A POÉTICA DA MEMORABILIA

Imagem: Palinchak/Freepik

A POÉTICA DA MEMORABILIA

Luís Turiba*

 

“O passado é a coisa mais imprevisível: não para de se transformar”.

 

A frase é do jornalista-pensador George Orwell, nascido na Índia, mas de cidadania inglesa, autor da distopia futurista no sempre polêmico romance “1984”, um inquestionável clássico moderno lançado em 1949, poucos meses antes da sua morte – mas um pouco depois do fim da Segunda Guerra Mundial.
A obra citada é considerada “magistral”, pois até os dias de hoje comparece como uma reflexão ficcional sobre a essência nefasta de qualquer forma de poder totalitário e opressor.
Nada mais atual do que esse mergulho na memória de um passado futurista, pois foi nesse climão antidemocrático que surgiu a eterna vigilância do Grande Irmão com seu infinito poder cínico, ditatorial e cruel, mas de um vazio sem nenhum sentido histórico.
Aliás, encontrei esta breve epígrafe no livro “Cabral, o desconhecido”, que ganhei do escritor português João Morgado, a quem fui apresentado pelo poeta-amigo piauiense Salgado Maranhão na Academia Brasileira de Letras (ABL), na fantástica noite de posse do pensador-filósofo-poeta Ailton Krenak.

Neste circuito de “dizeres e saberes”, por intermédio de lembranças e recordações de passados que buscam outros “renasceres”, invoco aqui a presença do poeta baiano Ruy Espinheira Filho, cujo principal livro tem um título-síntese Para onde vamos é sempre ontem.
Como estamos tratando de vários “tempos”, todos “tempos” da memória, vale também trazer à baila ensinamento do astro pop-roqueiro inglês David Bowie, para quem “envelhecer é um processo extraordinário em que você se torna a pessoa que você sempre deveria ter sido”. É aquele momento da vida quando você é tomado pela “cristalina consciência” de ser um ser cósmico.
A memória em si tem suas dialéticas aplicadas em todas as obras e citações presentes neste “nariz de cera”.

PEDIDOS
(a) Responda com base no texto sobre a memória:
(i) Em que ano foi lançado o romance "1984"?
(ii) Quem deu ao autor o livro "Cabral, o desconhecido"?
(iii) Qual é o título do principal livro de Ruy Espinheira Filho?
(b) Diga se cada frase concorda com o texto sobre a memória, citando as palavras dele que decidem a questão:
(i) George Orwell nasceu na Inglaterra.
(ii) O autor foi apresentado a João Morgado na Academia Brasileira de Letras.
(iii) David Bowie é descrito como um astro americano.
(c) Leve adiante o texto sobre a memória, começando logo depois da última frase.
O material a seguir não tem nenhuma ligação com o texto sobre a memória.

Itens para identificar o local:
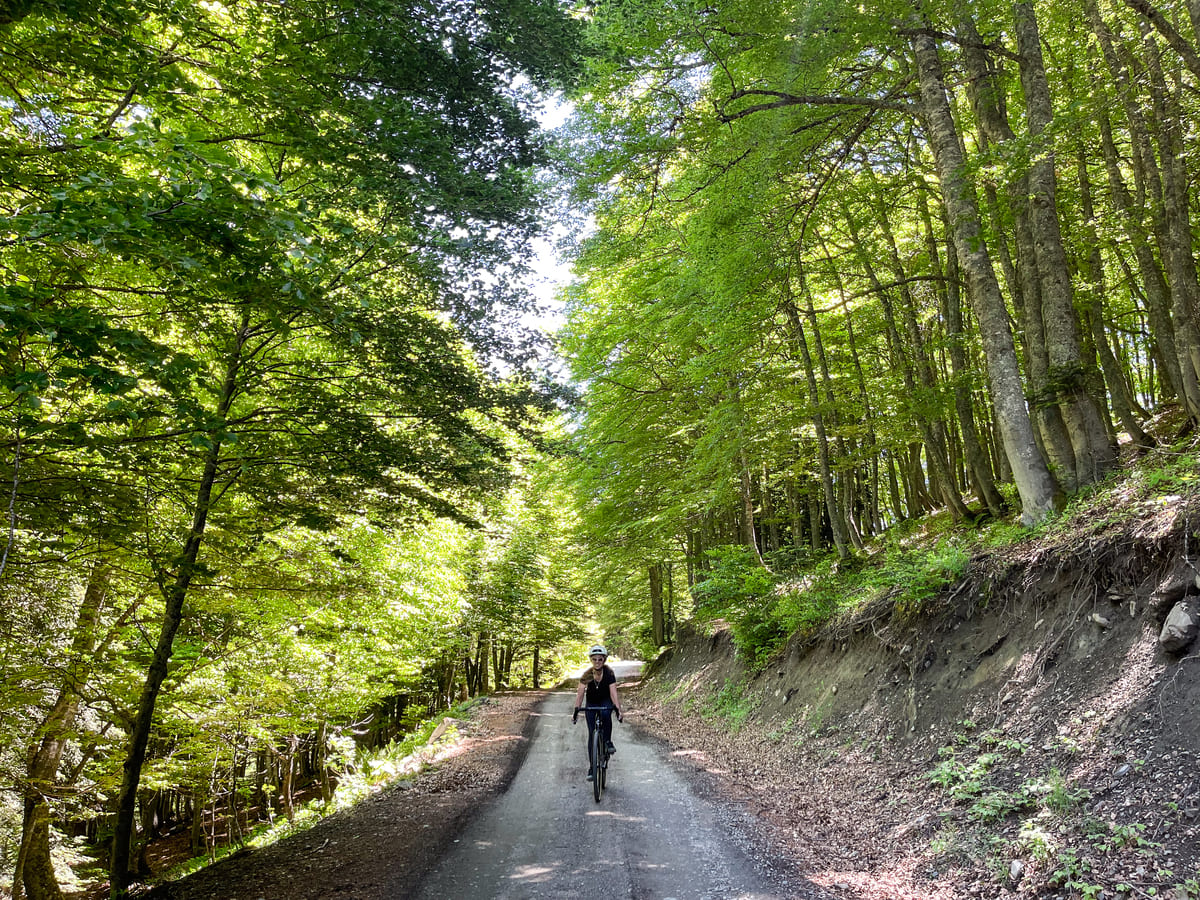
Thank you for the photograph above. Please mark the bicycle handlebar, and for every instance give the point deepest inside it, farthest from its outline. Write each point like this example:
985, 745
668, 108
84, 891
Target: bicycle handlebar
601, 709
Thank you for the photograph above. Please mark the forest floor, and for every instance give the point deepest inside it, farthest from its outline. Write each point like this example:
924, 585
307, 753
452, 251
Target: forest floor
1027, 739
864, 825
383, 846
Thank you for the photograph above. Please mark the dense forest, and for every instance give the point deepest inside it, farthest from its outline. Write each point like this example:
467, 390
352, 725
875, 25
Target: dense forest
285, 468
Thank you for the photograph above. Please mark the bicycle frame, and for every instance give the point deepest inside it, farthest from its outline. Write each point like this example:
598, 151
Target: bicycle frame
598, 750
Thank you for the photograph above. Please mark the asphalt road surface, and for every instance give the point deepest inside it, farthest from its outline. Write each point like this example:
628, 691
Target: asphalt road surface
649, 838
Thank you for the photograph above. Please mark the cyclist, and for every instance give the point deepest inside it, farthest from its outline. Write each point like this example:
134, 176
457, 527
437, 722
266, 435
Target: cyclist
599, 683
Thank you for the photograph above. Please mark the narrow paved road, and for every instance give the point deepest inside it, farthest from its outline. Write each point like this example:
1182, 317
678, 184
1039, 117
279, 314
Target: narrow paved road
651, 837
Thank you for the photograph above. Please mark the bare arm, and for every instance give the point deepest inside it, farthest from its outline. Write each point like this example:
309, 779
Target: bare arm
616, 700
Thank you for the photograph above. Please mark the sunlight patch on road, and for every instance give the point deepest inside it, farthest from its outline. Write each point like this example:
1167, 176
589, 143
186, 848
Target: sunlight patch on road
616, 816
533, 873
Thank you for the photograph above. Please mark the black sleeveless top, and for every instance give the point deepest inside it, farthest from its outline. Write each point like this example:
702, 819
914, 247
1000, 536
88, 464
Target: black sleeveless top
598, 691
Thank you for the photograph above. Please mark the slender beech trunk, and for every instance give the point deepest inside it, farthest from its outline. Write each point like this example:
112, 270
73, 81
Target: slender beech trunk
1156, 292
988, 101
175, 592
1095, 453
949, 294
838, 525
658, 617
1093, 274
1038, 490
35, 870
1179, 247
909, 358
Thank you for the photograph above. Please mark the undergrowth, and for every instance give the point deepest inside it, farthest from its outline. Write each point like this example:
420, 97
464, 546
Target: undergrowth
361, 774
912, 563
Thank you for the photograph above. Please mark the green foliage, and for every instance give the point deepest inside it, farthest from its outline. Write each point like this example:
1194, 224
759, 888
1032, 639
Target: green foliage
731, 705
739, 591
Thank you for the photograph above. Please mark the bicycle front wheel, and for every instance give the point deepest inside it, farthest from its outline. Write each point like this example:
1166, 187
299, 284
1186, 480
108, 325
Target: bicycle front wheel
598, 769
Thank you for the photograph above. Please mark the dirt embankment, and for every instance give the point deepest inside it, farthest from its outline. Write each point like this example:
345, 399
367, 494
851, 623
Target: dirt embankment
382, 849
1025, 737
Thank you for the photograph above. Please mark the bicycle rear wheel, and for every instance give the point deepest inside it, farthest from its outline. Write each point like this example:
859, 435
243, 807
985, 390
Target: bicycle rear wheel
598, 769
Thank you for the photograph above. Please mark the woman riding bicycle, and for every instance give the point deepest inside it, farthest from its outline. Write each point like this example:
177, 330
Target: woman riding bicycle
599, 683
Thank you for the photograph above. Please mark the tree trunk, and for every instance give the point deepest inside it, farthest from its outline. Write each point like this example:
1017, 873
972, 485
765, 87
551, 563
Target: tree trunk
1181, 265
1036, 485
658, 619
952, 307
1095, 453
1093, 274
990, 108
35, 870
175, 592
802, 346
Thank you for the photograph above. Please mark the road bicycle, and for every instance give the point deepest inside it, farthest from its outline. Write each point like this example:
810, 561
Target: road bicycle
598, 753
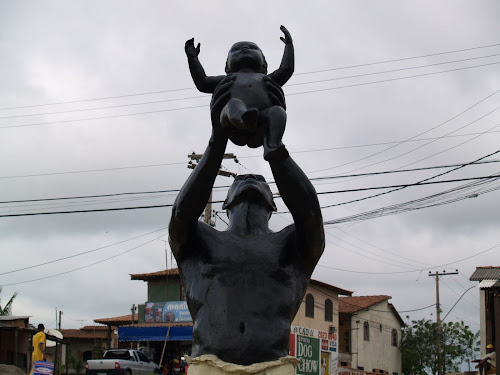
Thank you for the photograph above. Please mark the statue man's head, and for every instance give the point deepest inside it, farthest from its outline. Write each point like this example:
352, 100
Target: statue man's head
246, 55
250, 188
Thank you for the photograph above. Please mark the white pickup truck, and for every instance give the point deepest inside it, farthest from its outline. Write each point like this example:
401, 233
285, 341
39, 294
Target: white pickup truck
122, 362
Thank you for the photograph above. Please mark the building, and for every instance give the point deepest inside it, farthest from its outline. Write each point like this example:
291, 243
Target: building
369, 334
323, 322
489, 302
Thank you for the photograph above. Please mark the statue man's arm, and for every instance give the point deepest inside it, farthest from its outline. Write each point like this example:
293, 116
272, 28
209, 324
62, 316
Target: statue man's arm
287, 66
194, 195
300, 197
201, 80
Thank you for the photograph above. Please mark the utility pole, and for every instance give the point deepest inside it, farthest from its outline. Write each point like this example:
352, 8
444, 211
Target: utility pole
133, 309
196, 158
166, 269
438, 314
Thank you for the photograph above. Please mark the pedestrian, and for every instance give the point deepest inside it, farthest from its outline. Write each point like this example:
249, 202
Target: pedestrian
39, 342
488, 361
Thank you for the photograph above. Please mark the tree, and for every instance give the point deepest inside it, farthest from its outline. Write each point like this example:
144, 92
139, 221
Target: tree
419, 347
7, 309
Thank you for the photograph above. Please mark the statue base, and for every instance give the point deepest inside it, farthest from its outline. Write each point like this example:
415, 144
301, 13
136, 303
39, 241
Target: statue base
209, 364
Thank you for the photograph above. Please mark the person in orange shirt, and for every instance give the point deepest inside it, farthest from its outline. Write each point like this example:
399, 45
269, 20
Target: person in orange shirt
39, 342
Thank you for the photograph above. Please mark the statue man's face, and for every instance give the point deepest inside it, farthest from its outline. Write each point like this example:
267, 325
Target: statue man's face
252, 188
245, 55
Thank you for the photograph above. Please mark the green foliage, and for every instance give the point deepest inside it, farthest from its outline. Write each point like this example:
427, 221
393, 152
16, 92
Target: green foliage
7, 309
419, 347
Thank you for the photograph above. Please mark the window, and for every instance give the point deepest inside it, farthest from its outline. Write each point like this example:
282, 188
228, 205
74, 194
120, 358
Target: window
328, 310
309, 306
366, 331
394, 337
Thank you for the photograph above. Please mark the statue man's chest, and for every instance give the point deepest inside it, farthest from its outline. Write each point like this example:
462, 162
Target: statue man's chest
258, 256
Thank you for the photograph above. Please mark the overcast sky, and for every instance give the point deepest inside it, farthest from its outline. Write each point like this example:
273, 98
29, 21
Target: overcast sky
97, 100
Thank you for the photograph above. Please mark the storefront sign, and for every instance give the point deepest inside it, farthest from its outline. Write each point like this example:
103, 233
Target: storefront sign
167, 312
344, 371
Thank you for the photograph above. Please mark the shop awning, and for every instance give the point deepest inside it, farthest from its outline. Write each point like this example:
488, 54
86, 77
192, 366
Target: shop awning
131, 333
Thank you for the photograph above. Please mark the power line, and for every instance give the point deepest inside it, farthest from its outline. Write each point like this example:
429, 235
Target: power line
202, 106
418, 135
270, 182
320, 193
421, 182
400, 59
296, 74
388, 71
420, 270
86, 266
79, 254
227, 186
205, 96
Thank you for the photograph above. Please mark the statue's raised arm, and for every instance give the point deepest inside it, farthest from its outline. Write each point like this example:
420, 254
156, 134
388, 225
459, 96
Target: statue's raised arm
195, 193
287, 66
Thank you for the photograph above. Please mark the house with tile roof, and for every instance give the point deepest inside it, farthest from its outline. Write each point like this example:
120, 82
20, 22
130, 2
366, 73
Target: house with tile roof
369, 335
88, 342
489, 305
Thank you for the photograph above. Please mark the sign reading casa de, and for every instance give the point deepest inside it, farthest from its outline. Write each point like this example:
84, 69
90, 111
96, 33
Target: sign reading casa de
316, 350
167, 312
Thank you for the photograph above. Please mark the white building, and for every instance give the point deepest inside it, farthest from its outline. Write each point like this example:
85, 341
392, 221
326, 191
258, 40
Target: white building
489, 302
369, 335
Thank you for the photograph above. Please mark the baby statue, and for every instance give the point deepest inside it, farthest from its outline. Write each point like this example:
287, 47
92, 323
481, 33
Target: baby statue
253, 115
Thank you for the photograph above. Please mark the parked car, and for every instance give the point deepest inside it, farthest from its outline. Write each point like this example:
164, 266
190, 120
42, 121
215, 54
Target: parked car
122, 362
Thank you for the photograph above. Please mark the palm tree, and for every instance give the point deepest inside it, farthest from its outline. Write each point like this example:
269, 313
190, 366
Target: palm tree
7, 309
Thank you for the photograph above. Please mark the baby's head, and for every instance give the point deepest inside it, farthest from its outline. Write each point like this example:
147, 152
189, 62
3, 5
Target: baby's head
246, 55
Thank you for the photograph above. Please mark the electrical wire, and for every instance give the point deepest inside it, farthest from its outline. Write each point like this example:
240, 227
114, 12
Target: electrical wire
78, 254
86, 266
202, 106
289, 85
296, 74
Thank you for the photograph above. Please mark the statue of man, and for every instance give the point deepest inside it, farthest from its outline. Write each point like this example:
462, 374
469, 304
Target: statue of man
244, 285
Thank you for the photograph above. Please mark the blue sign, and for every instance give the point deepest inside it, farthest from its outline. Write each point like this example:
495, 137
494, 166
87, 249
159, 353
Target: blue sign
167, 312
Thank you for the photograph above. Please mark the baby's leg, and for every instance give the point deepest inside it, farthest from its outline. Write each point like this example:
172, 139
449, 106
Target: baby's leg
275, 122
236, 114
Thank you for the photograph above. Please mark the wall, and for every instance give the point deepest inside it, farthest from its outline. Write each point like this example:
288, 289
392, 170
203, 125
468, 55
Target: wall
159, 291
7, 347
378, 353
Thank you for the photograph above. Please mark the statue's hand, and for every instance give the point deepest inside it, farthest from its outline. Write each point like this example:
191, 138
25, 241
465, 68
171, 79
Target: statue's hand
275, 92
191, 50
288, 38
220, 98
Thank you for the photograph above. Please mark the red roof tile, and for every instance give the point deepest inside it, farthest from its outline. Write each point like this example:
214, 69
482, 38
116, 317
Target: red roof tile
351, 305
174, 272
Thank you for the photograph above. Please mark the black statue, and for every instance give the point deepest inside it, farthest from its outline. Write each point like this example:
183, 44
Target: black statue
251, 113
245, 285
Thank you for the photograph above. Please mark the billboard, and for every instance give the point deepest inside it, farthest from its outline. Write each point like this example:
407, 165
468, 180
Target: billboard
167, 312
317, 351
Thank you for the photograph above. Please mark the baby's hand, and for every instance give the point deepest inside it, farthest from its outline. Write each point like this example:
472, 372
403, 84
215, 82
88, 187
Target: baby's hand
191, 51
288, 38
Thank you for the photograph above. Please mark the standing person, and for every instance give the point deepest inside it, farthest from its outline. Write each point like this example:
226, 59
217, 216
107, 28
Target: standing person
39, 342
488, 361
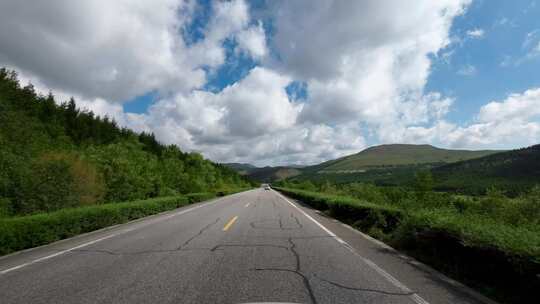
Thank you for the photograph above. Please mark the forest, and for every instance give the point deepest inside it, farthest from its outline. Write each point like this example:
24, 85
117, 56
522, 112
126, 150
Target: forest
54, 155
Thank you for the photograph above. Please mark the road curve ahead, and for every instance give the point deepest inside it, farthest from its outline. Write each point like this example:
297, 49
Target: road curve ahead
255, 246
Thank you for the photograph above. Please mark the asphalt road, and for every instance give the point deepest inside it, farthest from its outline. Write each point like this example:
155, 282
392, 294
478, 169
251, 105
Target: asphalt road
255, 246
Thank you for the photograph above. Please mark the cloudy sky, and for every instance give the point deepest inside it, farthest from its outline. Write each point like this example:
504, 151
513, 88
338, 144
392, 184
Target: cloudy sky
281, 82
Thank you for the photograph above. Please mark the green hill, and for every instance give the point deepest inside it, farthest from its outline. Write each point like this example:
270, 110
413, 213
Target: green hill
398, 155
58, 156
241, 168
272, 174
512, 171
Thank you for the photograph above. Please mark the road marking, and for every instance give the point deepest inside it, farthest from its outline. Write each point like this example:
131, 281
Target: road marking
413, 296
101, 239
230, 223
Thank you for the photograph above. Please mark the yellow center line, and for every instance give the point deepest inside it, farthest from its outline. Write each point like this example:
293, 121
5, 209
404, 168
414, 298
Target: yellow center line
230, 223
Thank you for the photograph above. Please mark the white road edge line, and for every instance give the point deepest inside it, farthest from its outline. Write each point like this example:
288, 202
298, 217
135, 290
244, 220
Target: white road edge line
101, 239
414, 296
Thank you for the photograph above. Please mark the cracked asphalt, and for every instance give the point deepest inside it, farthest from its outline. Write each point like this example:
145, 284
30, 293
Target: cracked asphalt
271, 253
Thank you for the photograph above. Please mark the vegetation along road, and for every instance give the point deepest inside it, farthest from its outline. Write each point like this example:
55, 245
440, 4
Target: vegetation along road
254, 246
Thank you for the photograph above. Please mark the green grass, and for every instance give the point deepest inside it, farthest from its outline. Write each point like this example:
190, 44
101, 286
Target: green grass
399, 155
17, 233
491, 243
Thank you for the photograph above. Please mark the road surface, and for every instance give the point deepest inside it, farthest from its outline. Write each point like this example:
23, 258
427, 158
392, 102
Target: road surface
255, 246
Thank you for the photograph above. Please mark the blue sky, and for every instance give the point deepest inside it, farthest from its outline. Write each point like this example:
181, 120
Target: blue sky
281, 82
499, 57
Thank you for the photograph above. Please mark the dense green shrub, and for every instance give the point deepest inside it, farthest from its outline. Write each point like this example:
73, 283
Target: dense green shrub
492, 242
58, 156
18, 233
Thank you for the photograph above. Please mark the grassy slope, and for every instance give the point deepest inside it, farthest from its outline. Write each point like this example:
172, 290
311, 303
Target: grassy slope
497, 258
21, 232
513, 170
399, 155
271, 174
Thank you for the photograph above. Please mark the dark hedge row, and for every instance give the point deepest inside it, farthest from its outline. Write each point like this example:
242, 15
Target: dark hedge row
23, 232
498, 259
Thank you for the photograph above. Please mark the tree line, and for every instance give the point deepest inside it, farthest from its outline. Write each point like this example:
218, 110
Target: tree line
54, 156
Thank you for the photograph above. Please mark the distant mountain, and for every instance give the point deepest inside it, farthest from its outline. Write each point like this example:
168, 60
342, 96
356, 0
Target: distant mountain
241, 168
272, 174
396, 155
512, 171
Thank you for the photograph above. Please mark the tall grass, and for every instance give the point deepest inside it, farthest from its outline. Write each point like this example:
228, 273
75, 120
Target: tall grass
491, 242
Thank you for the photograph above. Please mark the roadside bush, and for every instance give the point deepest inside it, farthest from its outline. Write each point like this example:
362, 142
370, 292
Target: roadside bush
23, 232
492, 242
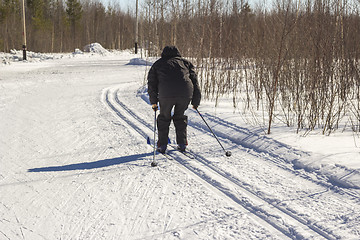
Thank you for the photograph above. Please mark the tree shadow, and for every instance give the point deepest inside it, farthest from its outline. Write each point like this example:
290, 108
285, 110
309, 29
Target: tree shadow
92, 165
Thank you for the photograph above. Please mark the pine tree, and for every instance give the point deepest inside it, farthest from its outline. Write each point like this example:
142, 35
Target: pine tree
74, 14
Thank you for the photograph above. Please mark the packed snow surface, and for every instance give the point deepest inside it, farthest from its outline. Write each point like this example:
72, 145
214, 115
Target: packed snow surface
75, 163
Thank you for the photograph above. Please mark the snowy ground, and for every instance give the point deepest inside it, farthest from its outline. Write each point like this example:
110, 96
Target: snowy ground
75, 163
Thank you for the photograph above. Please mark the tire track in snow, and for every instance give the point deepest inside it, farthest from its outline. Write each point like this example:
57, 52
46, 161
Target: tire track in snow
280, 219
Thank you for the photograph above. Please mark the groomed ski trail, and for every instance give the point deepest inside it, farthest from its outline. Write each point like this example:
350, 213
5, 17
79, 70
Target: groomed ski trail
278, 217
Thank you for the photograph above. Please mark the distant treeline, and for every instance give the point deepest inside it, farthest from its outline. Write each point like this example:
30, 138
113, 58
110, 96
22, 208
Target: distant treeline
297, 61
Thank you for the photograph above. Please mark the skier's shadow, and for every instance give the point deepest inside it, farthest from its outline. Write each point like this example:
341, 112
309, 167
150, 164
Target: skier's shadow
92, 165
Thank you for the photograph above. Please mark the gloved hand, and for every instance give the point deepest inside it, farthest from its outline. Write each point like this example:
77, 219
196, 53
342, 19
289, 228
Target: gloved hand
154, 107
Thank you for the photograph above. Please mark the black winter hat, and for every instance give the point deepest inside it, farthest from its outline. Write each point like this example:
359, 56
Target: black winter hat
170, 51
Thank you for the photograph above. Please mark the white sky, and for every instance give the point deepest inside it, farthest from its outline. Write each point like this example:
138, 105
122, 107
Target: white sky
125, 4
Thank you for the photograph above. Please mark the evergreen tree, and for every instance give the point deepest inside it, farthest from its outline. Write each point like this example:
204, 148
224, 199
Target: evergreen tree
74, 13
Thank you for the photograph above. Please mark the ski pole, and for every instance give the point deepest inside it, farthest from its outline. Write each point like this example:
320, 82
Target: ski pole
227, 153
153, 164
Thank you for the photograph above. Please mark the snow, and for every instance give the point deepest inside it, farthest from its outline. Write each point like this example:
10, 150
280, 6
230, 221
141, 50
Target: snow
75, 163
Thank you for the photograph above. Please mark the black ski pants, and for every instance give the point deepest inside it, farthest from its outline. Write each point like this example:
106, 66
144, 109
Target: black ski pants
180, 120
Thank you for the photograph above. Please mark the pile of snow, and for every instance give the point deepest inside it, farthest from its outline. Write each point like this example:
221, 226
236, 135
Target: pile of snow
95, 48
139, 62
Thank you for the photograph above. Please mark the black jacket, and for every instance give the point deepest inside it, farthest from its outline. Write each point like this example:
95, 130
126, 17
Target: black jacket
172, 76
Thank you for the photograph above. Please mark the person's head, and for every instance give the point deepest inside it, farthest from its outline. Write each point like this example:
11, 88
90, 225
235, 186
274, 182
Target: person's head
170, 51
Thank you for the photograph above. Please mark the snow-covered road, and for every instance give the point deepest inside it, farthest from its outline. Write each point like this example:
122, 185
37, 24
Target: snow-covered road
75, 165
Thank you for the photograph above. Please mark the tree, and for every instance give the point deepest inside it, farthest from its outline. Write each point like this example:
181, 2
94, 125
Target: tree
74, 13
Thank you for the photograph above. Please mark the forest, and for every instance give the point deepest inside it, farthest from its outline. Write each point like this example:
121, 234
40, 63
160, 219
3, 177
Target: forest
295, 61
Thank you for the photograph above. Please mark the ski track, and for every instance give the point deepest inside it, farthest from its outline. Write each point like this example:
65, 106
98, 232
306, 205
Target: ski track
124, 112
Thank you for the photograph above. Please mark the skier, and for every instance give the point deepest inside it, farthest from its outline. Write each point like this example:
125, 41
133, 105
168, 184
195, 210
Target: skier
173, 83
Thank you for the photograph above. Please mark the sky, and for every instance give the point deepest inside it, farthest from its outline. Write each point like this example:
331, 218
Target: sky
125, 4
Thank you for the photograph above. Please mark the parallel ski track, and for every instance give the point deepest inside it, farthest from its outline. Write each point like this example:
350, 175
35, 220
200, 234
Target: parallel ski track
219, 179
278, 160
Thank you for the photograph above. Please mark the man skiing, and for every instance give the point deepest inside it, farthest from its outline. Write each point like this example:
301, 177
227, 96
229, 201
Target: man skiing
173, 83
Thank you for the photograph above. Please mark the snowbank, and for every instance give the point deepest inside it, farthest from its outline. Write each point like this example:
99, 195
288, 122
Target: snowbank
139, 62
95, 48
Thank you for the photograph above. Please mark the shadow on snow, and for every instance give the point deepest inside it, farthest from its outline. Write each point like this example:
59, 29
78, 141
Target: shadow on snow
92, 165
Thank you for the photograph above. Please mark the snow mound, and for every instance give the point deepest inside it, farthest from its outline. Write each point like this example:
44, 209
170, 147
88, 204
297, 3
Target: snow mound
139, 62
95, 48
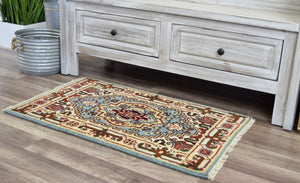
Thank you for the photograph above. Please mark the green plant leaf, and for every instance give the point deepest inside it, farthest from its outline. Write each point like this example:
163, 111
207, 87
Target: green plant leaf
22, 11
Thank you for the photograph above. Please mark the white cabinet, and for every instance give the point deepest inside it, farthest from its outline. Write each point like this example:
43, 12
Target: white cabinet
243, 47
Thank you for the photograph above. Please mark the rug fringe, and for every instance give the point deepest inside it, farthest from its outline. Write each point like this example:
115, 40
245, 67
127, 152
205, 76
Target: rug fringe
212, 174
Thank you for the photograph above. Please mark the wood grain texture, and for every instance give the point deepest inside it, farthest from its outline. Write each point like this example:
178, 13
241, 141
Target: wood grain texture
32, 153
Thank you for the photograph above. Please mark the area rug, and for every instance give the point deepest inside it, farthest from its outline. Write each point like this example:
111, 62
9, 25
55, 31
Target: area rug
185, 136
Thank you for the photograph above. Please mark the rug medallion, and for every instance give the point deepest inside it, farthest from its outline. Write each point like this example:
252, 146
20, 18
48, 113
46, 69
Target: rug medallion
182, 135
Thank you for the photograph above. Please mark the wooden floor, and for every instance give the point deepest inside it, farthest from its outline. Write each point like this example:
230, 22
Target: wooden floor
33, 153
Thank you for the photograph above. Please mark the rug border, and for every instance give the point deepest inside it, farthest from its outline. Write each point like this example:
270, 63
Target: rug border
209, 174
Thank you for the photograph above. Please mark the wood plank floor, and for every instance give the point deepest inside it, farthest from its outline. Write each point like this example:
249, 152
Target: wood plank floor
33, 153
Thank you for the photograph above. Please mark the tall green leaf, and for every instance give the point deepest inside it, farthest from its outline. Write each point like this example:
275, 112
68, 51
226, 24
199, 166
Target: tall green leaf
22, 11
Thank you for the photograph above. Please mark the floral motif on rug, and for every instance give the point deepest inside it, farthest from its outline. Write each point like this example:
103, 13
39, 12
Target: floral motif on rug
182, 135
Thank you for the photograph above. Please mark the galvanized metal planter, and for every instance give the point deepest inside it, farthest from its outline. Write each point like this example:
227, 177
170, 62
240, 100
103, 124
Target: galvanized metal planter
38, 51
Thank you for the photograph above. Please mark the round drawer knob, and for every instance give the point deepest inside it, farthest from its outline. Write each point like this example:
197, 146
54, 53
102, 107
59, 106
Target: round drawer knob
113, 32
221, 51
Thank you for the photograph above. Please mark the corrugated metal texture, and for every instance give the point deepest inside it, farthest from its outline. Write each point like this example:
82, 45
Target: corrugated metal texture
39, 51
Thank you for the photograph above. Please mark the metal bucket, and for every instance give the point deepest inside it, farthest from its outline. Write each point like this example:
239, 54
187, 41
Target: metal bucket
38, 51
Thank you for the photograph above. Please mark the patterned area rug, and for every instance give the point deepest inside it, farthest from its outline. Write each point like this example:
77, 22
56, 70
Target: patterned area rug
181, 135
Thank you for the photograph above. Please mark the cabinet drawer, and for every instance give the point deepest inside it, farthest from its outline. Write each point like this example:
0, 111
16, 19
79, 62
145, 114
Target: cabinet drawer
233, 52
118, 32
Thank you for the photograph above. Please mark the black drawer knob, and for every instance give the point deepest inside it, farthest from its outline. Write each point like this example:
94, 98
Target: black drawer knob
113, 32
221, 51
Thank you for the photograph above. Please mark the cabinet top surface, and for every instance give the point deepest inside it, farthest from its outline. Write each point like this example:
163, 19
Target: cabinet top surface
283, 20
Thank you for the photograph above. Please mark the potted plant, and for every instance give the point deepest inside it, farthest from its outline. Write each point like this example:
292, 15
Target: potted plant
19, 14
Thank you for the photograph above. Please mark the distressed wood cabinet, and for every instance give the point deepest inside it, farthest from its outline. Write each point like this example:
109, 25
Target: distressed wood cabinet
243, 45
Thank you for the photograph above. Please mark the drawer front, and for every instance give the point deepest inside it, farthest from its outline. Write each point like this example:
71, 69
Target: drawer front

RESPOSTAS
(a)
(i) Em 1949.
(ii) O escritor português João Morgado.
(iii) Para onde vamos é sempre ontem.

(b)
(i) Não: "nascido na Índia, mas de cidadania inglesa".
(ii) Sim: "a quem fui apresentado pelo poeta-amigo piauiense Salgado Maranhão na Academia Brasileira de Letras (ABL)".
(iii) Não: "astro pop-roqueiro inglês David Bowie".

(c)
Memória tem um pé na ciência. A neurociência estuda suas conexões sinápticas. Mas esse é outro papo. O certo é que a memória é singular, sensitiva, quase espiritualista. Se fosse, digamos, um orixá que baixasse vez por outra em nossas rodas, festivais e programas literários, poderíamos até chamá-la na intimidade brasileira de “Caixinha de Surpresa”.
Afinal, neurologistas de plantão afirmam que, para se entender como a memória é “guardada” dentro do cérebro, um dos mais complexos órgãos do corpo humano, é necessário pensá-la como uma rede. Os locais exatos de armazenamento ainda são um mistério para os pesquisadores, mas alguns mecanismos principais já são conhecidos da ciência.

Eles dizem: “se a memória fosse uma universidade, o hipocampo (estrutura neurológica que participa fortemente nos processos de emoção, aprendizado e memória propriamente dita) seria a reitoria, que é responsável pelo gerenciamento e organização das coisas. Quem dá o exemplo é a Dra. Viviane Louro, neurocientista e professora da Universidade Federal de Pernambuco (UFPE).
Ainda no campo do desenvolvimento da memória no cérebro humano, os cientistas dizem que tudo começa na gestação do humano, prossegue na infância e na adolescência e tem sua maturação biológica a partir dos 22 anos.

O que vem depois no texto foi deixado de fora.